[Point-per-instance localization data]

#####

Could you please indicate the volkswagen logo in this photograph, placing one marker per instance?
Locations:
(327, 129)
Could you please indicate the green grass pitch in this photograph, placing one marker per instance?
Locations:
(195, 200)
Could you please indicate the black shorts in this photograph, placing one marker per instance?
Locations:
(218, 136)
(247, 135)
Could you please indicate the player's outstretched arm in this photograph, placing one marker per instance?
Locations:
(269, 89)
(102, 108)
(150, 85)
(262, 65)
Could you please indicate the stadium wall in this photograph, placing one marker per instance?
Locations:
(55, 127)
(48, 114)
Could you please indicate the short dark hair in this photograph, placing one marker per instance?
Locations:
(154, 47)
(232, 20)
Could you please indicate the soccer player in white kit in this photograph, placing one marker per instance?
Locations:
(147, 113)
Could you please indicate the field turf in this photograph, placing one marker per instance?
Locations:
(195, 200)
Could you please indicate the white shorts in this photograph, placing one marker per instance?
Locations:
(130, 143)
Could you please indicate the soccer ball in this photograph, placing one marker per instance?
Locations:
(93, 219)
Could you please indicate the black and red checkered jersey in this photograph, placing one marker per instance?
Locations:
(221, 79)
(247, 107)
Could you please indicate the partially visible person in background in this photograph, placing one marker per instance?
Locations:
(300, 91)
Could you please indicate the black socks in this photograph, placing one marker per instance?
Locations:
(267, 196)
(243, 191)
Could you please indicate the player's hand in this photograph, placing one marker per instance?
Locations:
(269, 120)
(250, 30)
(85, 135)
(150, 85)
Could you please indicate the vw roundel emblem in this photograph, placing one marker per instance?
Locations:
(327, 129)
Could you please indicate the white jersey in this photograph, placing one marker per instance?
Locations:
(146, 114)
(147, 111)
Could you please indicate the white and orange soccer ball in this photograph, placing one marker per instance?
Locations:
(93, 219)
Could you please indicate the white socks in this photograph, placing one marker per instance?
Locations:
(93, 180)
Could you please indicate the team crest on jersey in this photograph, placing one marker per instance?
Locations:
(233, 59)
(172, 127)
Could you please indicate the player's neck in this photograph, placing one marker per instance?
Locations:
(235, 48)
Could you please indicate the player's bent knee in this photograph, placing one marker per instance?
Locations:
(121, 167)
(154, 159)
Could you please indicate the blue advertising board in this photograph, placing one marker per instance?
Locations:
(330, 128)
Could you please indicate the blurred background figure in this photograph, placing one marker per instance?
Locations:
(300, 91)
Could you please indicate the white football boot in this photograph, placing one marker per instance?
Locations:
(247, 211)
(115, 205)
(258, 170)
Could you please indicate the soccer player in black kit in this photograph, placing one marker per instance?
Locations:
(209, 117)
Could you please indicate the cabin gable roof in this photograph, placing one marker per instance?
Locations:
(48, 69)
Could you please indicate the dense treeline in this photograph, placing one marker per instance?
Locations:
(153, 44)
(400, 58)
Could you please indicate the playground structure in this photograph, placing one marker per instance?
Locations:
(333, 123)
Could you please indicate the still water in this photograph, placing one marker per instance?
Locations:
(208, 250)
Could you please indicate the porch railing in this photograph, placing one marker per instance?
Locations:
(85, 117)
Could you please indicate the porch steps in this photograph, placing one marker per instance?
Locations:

#####

> **What is needed**
Retype the data in full and match it exactly.

> **Response below**
Could you please indicate the volkswagen logo in this photograph, placing one marker per instance?
Locations:
(327, 129)
Could you please indicate the green grass pitch in this photograph, placing one marker per instance?
Locations:
(195, 200)
Could you please indicate the black shorts in this photograph, placing one marker per instance?
Locations:
(218, 136)
(247, 135)
Could you please indicate the player's outstretched arm in this photograph, placing one marker per instance?
Locations:
(269, 89)
(102, 108)
(150, 85)
(262, 65)
Could you please indicate the stadium wall in this photograph, placing one marker per instance?
Locations:
(55, 127)
(48, 114)
Could you please indicate the short dark hair in this photograph, placing one marker per instance?
Locations:
(154, 47)
(232, 20)
Could you please indicate the soccer player in white kit in this photograph, placing one marker per instance?
Locations:
(147, 113)
Could you please indicate the field turf in this photograph, placing one marker per instance?
Locations:
(195, 200)
Could you please indicate the white shorts in this photograph, placing one marker per instance?
Locations:
(130, 143)
Could you please indicate the soccer ball in this photograph, placing one marker per instance?
Locations:
(93, 219)
Could you please indicate the black and red checkered jersey in this photograph, placing one marker per instance?
Locations:
(221, 79)
(247, 107)
Could you please indicate the partially visible person in background in this photograph, placing one marker per instance?
Locations:
(300, 91)
Could you please indicate the black socks in this photograph, placing one marker per instance?
Locations:
(267, 196)
(243, 191)
Could you please indicate the player's hand in this photograph, placing one marker per instance?
Locations:
(269, 120)
(250, 30)
(85, 135)
(150, 85)
Could you please indicate the vw roundel emblem in this photograph, placing one marker per instance?
Locations:
(327, 129)
Could you please indicate the white jersey in this photograph, placing one marker per instance?
Locations:
(146, 114)
(147, 111)
Could you please indicate the white and orange soccer ball in this photograph, placing one marker per instance?
Locations:
(93, 219)
Could you please indicate the white socks in this photograph, placing one marker per instance?
Locations:
(93, 180)
Could you please indicate the team crest on jersey in this photograph, placing one marker per instance?
Locations:
(233, 59)
(172, 127)
Could you please indicate the player's neck in this photograph, placing one marker per instance?
Locations:
(235, 48)
Could you please indicate the player's bent knee in this photograph, placing one marker per instance?
Locations:
(121, 167)
(154, 159)
Could you please indicate the blue advertising board in this photograph, placing one marker per instance?
Locations:
(330, 128)
Could you please indicate the blurred background figure in this photograph, placing one marker per instance?
Locations:
(300, 91)
Could you please indicate the white football boot in this photograph, placing one marker per instance?
Locations:
(247, 211)
(115, 205)
(258, 170)
Could you please indicate the soccer player in black kit in this photograph, placing one marker per instance?
Locations:
(209, 117)
Could you please indicate the cabin gable roof in this photograph, placing one marker per instance?
Locations:
(48, 69)
Could you please indicate the dense treeline in this photograph, placing one marker per instance?
Locations:
(153, 44)
(400, 58)
Could you please indicate the playground structure in this photograph, placing one marker per instance?
Locations:
(333, 123)
Could you please indicate the still water in this photograph, placing one marker per instance?
Locations:
(208, 250)
Could you please indicate the porch railing in this photograph, placing one marker per instance?
Locations:
(85, 117)
Could you please indicate the porch steps in this photograph, placing one marker per instance?
Locations:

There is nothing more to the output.